* [GIVEN INSTRUCTION]
Show every line in the items below that contains the word "grey". Case counts.

* [AVAILABLE RECORDS]
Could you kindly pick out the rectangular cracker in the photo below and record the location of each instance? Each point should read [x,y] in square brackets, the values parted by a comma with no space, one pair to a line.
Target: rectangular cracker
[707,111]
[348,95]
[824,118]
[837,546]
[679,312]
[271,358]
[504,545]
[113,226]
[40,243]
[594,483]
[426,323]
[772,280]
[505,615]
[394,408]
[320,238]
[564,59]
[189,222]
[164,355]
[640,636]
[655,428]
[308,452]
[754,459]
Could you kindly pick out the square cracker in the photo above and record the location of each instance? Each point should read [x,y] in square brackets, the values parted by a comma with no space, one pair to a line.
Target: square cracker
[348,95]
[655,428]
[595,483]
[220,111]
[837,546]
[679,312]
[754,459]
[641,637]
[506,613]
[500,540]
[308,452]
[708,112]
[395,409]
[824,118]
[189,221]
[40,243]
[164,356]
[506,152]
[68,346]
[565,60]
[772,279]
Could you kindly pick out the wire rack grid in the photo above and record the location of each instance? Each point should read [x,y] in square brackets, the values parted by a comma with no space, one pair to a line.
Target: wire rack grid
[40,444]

==

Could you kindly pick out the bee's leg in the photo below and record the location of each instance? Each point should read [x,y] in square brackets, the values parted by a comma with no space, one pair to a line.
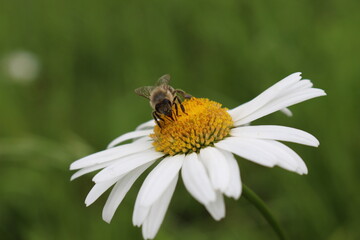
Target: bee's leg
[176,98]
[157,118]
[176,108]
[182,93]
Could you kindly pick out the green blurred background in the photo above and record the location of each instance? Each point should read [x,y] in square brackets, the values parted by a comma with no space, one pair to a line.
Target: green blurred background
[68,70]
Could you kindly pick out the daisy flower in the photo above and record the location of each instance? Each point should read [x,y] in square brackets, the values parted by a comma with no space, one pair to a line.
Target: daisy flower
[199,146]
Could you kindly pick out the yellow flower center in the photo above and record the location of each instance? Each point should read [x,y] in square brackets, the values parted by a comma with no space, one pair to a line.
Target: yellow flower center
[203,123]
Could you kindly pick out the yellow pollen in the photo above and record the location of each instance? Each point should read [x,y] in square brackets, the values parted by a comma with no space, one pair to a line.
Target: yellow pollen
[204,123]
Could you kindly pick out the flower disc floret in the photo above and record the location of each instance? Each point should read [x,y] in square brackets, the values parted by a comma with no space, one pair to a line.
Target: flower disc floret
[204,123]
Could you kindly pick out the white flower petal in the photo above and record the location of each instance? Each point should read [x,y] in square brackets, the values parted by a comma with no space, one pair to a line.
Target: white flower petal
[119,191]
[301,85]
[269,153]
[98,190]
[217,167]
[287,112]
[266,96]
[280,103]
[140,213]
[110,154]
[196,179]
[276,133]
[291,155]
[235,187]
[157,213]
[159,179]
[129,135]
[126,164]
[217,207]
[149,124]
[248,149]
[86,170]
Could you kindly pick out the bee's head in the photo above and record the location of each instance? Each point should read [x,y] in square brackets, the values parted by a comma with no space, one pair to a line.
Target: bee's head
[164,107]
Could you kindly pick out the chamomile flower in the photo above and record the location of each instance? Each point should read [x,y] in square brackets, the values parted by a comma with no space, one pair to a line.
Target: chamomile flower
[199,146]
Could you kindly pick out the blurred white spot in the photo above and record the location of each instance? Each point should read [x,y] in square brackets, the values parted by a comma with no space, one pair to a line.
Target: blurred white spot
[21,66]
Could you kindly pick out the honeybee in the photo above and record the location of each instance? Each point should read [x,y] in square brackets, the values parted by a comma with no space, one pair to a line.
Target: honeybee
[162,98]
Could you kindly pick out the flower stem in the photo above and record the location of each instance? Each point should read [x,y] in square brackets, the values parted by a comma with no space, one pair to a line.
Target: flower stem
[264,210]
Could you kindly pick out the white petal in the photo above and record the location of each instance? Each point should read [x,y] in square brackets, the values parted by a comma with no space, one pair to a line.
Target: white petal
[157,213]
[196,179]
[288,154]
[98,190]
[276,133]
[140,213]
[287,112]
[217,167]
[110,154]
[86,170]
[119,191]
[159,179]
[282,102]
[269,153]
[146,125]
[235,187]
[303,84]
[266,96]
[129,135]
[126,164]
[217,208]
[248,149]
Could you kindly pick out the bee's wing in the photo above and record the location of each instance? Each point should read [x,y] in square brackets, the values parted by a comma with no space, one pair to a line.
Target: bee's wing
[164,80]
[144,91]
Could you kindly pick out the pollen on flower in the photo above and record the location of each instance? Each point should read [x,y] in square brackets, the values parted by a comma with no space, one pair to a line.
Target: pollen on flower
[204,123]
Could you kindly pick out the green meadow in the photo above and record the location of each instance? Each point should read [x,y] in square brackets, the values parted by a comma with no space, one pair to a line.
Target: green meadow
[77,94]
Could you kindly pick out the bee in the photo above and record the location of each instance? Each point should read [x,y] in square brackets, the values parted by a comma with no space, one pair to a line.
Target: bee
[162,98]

* * *

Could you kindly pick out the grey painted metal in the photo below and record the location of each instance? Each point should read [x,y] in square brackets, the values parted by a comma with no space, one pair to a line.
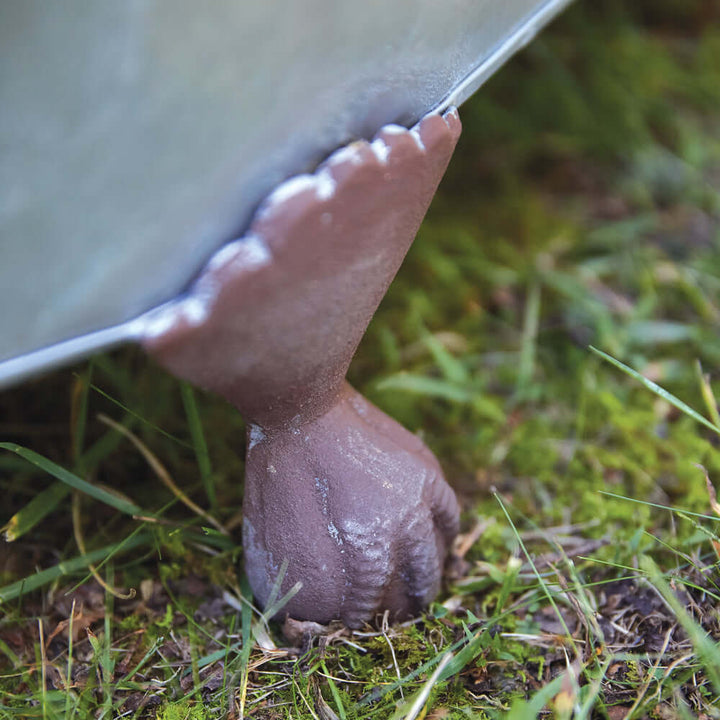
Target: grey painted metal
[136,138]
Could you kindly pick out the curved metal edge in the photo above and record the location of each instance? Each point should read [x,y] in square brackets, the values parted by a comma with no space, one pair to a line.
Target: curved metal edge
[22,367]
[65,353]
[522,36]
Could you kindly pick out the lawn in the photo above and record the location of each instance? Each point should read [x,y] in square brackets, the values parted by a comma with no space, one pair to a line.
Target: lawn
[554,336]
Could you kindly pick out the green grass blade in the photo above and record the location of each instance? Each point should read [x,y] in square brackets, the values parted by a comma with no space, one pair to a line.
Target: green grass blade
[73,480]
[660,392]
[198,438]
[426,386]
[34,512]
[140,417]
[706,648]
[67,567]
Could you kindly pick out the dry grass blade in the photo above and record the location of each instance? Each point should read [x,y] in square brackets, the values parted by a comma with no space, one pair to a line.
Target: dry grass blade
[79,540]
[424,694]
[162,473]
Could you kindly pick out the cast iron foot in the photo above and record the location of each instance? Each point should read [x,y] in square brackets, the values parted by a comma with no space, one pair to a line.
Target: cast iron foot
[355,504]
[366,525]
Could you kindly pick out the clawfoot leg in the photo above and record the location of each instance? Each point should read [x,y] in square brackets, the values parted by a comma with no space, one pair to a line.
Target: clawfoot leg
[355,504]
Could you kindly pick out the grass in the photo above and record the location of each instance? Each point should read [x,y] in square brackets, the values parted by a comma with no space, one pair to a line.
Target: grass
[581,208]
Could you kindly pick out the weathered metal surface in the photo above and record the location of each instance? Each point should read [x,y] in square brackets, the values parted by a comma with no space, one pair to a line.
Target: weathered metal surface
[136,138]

* [SOLUTION]
Could you kindly pick out the grey painted metal in the photo below and record the location of each instance? Each point should read [x,y] in square brackets, the values parted by a comma with no space, one pair to a line.
Target: grey painted metal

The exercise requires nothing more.